[Records from a data collection]
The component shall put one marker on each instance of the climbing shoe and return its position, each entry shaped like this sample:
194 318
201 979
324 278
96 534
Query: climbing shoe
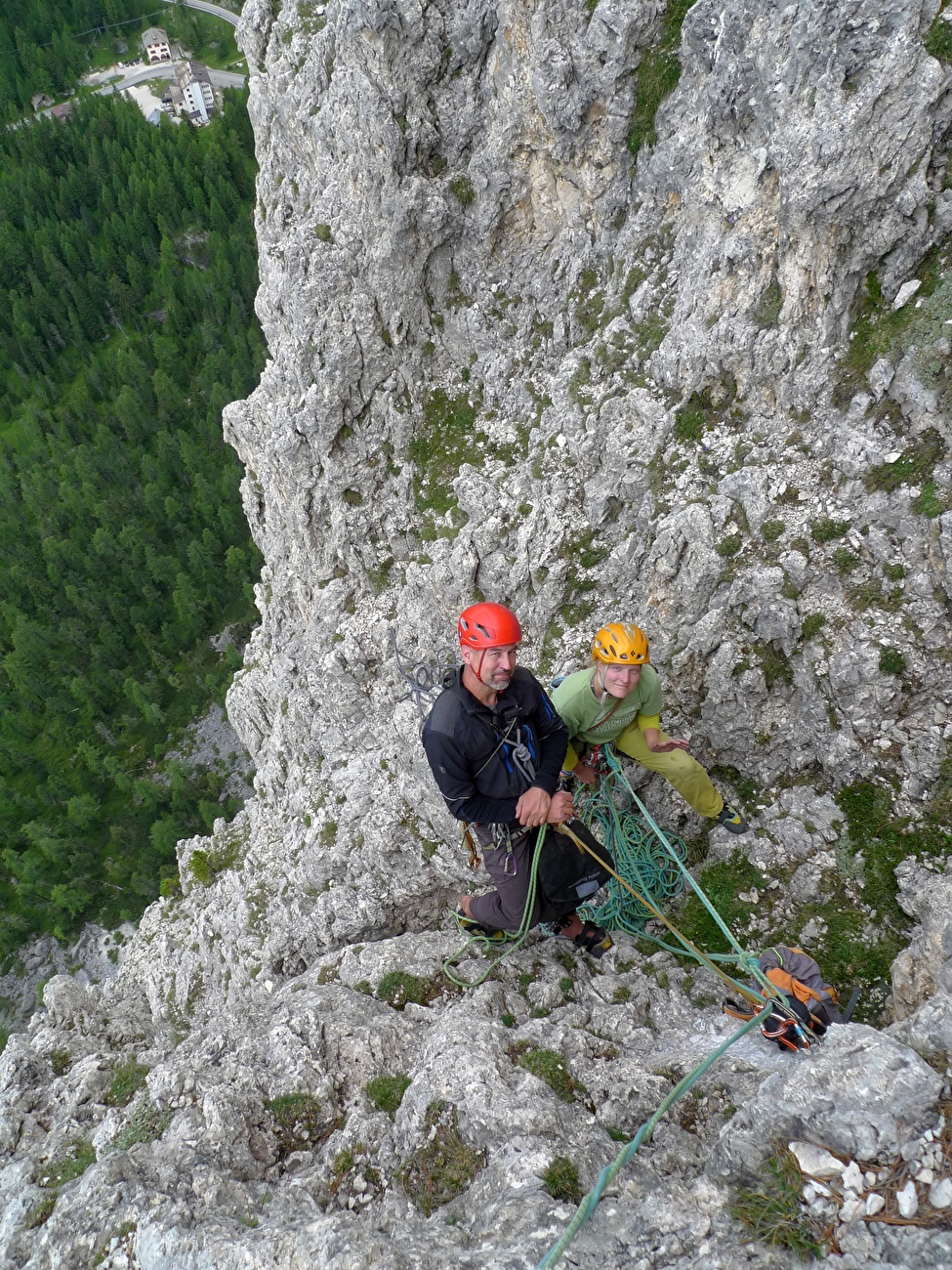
470 926
593 940
731 820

● **WORK TASK**
Please repeat all of the data exactly as it stands, leaving the pictures out.

● **RESPONSE**
The component shall put one marker on each instance of the climbing shoe and return its position, each entry shaped like this sample:
194 318
201 979
324 278
96 534
Query: climbing shoe
470 926
593 940
731 820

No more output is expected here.